_MATERIAL FOR THIS EXERCISE_
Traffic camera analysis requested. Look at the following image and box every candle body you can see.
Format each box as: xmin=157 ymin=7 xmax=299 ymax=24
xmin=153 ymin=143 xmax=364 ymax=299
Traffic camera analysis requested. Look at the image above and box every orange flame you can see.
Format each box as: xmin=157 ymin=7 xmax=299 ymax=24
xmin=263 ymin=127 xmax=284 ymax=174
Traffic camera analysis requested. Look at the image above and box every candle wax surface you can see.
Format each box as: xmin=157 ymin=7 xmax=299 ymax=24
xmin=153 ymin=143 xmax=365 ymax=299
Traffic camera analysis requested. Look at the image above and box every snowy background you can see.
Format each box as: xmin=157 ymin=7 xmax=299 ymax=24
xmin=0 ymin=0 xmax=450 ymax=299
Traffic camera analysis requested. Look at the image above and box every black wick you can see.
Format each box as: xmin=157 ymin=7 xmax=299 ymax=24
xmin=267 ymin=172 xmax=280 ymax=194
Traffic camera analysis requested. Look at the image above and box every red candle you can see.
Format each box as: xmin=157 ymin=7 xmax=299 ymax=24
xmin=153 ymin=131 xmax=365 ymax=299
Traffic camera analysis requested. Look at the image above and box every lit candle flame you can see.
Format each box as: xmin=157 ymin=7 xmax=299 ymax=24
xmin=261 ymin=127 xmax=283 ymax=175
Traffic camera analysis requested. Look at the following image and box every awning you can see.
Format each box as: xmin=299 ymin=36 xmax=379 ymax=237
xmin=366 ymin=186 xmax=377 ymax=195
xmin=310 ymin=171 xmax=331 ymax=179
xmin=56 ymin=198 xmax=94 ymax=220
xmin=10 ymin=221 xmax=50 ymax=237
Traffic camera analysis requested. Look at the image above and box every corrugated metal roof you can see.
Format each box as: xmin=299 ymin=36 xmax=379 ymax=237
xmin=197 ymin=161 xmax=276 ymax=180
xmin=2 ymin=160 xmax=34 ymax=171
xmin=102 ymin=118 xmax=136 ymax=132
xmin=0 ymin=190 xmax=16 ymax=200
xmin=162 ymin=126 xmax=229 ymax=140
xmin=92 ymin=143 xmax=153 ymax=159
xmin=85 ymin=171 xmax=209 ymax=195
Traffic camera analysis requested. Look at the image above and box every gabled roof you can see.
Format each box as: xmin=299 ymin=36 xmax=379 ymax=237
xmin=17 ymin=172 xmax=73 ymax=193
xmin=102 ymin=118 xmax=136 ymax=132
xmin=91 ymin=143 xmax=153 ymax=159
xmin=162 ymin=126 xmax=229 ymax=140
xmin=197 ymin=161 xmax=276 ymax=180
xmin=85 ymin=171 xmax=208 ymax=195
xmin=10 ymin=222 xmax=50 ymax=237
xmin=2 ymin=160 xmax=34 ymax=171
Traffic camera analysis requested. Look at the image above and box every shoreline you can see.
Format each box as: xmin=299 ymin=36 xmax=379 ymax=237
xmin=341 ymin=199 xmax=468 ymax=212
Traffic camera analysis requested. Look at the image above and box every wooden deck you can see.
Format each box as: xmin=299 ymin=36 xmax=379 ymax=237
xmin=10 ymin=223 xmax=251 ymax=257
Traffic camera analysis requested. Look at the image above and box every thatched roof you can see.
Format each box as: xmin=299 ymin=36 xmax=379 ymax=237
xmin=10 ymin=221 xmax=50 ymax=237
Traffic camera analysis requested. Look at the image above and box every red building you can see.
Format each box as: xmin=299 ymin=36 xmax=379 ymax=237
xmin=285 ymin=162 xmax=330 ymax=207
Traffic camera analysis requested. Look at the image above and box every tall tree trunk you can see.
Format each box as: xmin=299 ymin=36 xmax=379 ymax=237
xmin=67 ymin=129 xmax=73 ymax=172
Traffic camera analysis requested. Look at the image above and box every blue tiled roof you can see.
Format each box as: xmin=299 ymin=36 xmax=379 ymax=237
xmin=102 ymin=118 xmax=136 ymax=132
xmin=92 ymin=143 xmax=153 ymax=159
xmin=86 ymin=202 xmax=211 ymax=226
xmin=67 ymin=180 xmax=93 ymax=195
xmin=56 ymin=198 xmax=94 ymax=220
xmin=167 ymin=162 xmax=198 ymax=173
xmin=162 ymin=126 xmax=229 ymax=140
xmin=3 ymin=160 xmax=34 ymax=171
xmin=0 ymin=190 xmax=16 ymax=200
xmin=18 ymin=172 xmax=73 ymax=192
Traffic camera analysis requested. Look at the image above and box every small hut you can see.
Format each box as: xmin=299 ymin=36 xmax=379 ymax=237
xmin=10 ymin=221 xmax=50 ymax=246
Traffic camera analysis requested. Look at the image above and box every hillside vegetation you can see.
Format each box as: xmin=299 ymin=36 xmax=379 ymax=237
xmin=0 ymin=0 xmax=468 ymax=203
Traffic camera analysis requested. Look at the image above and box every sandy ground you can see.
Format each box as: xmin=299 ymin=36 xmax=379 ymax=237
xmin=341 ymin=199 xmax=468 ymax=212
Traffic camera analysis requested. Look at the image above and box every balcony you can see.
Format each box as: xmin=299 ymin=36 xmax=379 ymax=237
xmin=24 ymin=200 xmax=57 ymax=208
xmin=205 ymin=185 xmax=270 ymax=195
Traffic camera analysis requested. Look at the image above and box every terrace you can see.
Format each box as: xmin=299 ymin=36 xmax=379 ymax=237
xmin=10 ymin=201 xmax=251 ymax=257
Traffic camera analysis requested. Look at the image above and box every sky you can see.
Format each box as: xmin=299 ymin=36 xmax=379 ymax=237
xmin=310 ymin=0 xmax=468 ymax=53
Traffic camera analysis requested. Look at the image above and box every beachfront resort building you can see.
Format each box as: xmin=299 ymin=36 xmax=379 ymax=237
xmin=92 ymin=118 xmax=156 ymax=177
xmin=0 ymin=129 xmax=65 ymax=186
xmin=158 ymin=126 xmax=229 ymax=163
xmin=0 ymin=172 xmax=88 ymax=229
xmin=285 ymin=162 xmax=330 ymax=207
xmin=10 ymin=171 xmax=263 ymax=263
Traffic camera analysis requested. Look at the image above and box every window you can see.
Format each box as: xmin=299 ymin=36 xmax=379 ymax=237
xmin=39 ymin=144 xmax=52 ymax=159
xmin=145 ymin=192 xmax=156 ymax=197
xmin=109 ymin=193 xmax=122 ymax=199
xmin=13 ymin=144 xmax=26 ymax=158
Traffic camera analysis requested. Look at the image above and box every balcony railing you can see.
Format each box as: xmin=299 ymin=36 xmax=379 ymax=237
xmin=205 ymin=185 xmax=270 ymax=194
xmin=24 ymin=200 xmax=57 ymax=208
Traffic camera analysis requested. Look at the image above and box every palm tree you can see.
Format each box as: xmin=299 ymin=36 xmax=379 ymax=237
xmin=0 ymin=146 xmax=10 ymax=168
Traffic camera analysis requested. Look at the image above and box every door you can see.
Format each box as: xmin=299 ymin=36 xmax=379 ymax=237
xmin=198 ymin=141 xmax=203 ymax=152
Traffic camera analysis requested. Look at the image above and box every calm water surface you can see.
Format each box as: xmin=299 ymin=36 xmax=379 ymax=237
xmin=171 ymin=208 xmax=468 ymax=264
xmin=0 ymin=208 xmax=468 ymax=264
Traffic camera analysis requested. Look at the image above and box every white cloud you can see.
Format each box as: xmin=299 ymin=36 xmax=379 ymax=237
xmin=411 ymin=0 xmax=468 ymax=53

_TASK INSTRUCTIONS_
Please rewrite the stretch from the line containing "tiled roof you can see." through the line containing "xmin=18 ymin=172 xmax=73 ymax=192", changing "blue" to "gray" and leaving all else the same. Give only those lines.

_WORKED ANSWER_
Traffic camera analysis requested. Look at the image above and box every gray tiled roof you can see.
Format each box as: xmin=299 ymin=36 xmax=379 ymax=237
xmin=102 ymin=118 xmax=136 ymax=132
xmin=92 ymin=143 xmax=153 ymax=159
xmin=86 ymin=202 xmax=211 ymax=226
xmin=67 ymin=180 xmax=93 ymax=195
xmin=56 ymin=198 xmax=94 ymax=220
xmin=167 ymin=162 xmax=198 ymax=173
xmin=162 ymin=126 xmax=229 ymax=140
xmin=3 ymin=160 xmax=34 ymax=171
xmin=0 ymin=190 xmax=16 ymax=200
xmin=18 ymin=172 xmax=73 ymax=192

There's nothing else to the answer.